→ **Source text**:
In 2012, researchers at the University of Rochester Medical Center (URMC), NY, discovered a previously unknown waste disposal system in the brain.
They dubbed it the glymphatic system because nerve cells called glial cells manage its operation, which fulfills a similar role for the brain that the lymphatic system does for the rest of the body.
The following year, the same team found that the glymphatic system is most active during sleep.
In their latest experiments, the researchers reveal that it is the body’s circadian rhythms, the “master clock” regulating the sleep-wake cycle of roughly 24 hours, that governs this system.
“These findings show that glymphatic system function is not solely based on sleep or wakefulness, but by the daily rhythms dictated by our biological clock,” says neuroscientist Dr. Maiken Nedergaard, co-director of the Center for Translational Neuromedicine at URMC and senior author of the study.
The findings appear in the journal Nature Communications.
One of the processes that occur during sleep is the clearance of toxic products of metabolism that accumulate in the brain during wakefulness. One such waste product is the protein beta-amyloid, which — if not removed — forms the plaques associated with Alzheimer’s disease.
An ongoing failure to remove waste products such as beta-amyloid may partly explain why chronic sleep disruption is an early sign of neurodegenerative disorders such as Alzheimer’s.
In their early work, Dr. Nedergaard and her colleagues showed that the glymphatic system is a network of channels adjoining blood vessels in the brain.
The channels comprise projections, or “endfeet,” from a type of glial cell known as astrocytes. The endfeet effectively enclose the blood vessels in a hollow sheath.
During sleep, the glymphatic system pumps cerebrospinal fluid around the brain in time with the pulsing of arteries. This liquid washes away soluble waste products before draining into the lymphatic system.
But the new research reveals the activity of the glymphatic system is governed by the body’s biological clock, rather than sleep.
In humans, circadian rhythm regulates our physiology cycle between wakefulness during the day and sleep at night.
“Because this timing also influences the glymphatic system, these findings suggest that people who rely on cat naps during the day to catch up on sleep, or work the night shift, may be at risk for developing neurological disorders,” says Lauren Hablitz, Ph.D., a research assistant professor in Nedergaard’s lab and the first author of the paper.
“In fact, clinical research shows that individuals who rely on sleeping during daytime hours are at much greater risk for Alzheimer’s and dementia, along with other health problems,” she adds.

→ **Recorded information**:
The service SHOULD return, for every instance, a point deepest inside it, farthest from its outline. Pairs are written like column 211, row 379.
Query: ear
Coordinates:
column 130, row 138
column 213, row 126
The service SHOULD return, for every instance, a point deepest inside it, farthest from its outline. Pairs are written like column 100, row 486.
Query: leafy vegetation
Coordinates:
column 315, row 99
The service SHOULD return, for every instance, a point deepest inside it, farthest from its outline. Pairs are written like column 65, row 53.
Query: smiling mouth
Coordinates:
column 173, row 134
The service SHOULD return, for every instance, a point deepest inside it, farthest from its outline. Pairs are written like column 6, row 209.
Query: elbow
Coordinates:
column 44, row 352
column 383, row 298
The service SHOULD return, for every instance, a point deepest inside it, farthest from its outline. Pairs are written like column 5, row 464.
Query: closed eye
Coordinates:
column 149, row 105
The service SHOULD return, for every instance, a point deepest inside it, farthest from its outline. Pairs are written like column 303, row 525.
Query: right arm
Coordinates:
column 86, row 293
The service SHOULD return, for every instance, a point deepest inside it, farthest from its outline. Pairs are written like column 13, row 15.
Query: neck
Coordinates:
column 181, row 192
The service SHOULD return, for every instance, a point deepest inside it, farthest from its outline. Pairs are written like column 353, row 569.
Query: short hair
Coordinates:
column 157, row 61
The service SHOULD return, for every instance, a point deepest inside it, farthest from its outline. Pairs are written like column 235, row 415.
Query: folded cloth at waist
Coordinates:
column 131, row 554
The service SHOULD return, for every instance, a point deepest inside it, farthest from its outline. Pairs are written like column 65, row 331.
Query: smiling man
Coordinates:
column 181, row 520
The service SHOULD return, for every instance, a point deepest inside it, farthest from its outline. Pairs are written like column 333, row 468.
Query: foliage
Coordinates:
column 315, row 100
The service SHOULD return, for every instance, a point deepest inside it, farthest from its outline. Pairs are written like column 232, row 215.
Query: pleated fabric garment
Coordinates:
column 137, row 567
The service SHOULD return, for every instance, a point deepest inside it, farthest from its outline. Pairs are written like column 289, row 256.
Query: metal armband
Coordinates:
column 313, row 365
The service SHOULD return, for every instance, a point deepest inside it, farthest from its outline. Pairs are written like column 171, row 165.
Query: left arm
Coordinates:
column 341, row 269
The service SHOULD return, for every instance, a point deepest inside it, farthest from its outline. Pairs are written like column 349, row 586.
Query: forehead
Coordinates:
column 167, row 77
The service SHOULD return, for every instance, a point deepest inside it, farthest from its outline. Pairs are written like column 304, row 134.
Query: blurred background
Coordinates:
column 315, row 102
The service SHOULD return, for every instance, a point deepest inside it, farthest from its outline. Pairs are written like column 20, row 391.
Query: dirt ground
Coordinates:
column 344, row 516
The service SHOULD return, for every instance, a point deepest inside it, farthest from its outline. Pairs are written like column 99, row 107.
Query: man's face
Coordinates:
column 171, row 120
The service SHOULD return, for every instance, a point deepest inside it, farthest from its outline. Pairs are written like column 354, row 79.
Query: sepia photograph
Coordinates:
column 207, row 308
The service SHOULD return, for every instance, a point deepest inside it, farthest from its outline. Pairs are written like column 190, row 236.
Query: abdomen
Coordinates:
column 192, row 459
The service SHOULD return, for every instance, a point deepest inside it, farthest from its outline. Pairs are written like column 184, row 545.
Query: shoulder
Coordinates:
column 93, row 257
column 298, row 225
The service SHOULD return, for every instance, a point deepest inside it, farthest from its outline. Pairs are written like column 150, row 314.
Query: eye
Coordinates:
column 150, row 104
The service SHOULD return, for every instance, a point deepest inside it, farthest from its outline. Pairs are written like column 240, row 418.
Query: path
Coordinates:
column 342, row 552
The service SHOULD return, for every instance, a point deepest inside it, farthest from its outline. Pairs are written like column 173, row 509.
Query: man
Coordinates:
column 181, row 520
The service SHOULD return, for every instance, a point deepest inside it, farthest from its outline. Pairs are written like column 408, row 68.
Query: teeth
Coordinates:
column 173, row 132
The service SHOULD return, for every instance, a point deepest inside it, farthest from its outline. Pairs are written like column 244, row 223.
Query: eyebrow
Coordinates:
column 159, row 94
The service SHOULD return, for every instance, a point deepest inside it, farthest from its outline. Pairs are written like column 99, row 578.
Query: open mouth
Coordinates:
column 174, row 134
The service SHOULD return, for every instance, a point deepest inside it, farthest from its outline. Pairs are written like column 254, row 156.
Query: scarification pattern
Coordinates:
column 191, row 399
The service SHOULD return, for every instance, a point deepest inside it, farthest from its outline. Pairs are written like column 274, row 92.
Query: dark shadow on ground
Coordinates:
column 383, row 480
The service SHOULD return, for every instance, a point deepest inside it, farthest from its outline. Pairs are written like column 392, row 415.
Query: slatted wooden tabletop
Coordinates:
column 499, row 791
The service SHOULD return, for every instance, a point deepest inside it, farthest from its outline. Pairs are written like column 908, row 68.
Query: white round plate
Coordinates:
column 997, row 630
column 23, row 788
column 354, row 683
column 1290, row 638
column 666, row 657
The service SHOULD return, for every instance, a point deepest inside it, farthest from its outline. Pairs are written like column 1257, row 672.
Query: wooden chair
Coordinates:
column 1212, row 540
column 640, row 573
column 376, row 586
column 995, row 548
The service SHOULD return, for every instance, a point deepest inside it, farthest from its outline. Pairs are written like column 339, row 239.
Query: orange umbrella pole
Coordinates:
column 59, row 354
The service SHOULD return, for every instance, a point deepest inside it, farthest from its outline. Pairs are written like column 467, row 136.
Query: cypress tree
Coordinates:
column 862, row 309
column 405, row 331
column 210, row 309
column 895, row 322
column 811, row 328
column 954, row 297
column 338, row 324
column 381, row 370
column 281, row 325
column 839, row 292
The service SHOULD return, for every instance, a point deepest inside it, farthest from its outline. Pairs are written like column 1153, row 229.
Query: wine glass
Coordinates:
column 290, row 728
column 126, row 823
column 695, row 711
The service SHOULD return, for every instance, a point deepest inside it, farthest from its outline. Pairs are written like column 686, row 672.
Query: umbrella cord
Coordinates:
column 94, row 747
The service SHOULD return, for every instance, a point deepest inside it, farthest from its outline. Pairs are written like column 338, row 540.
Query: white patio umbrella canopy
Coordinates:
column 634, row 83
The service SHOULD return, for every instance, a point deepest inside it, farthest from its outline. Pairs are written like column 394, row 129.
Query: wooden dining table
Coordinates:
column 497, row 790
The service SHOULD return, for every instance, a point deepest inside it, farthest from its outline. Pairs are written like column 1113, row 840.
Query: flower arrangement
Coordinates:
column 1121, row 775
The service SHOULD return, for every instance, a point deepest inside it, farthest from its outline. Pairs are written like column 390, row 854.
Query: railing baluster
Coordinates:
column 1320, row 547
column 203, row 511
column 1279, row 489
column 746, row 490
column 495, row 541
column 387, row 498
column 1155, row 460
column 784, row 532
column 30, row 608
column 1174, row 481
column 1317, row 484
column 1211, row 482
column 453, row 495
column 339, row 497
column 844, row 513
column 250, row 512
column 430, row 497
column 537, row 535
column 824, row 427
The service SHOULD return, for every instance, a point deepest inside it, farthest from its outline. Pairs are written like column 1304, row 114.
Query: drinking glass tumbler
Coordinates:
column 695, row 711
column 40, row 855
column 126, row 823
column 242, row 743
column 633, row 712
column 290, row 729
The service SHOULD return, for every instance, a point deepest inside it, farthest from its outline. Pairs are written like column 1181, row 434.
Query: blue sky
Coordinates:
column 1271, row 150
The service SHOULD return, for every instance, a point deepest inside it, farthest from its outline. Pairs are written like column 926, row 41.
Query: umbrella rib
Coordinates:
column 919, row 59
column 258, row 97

→ **Work request 1**: List every institution, center, and journal named in the glymphatic system article.
→ **Work request 2**:
Answer these from the glymphatic system article:
(a) In what year did researchers discover the glymphatic system?
(b) What type of glial cell sends out the "endfeet" that form the channels?
(c) Who is the first author of the paper?
→ **Work request 3**: Write a continuation of the glymphatic system article, starting after its final sentence.
The lines above come from a separate source, not from the glymphatic system article.

→ **Answer space 1**:
University of Rochester Medical Center (URMC)
Center for Translational Neuromedicine
Nature Communications

→ **Answer space 2**:
(a) 2012
(b) Astrocytes
(c) Lauren Hablitz, Ph.D.

→ **Answer space 3**:
The researchers made their discovery in mice, which are nocturnal — their sleep-wake cycle is the reverse of that characteristic in humans.
To monitor cerebrospinal fluid movement through the animals’ brains, they injected a fluorescent tracer that they could see through the animals’ skulls.
This revealed that the flow of fluid into the brain was around 53% higher during the day while the animals were asleep, compared with the night when they were active.
Crucially, this cycle of activity in their glymphatic system persisted even when the researchers anesthetized the mice throughout the day and night.
It also continued when they kept the rodents in constant light for 10 days.
This strongly suggests that circadian rhythms govern this system and therefore may not operate efficiently during daytime sleep in humans.
Finally, the researchers show that the circadian regulation of cerebrospinal fluid through the brain depends on a water channel called aquaporin-4 in the membrane of the endfeet.
In mice genetically engineered to lack this channel, the usual tidal flow of fluid across the day and night was completely absent.
The authors note that while much research is needed, their work suggests disrupting circadian rhythms may prevent the efficient removal of the brain’s toxic byproducts.
This may lead to the chronic inflammation that characterizes neurodegenerative disorders such as Alzheimer’s.
They conclude:
“Although glymphatic function has yet to be studied in models of circadian disruption, such as in shiftwork, it has been established that shift workers are at increased risk for neurodegenerative disorders […] Understanding how these rhythms, all with different timing and biological functions, interact to affect glymphatic function and lymphatic drainage may help prevent morbidity associated with circadian misalignment.”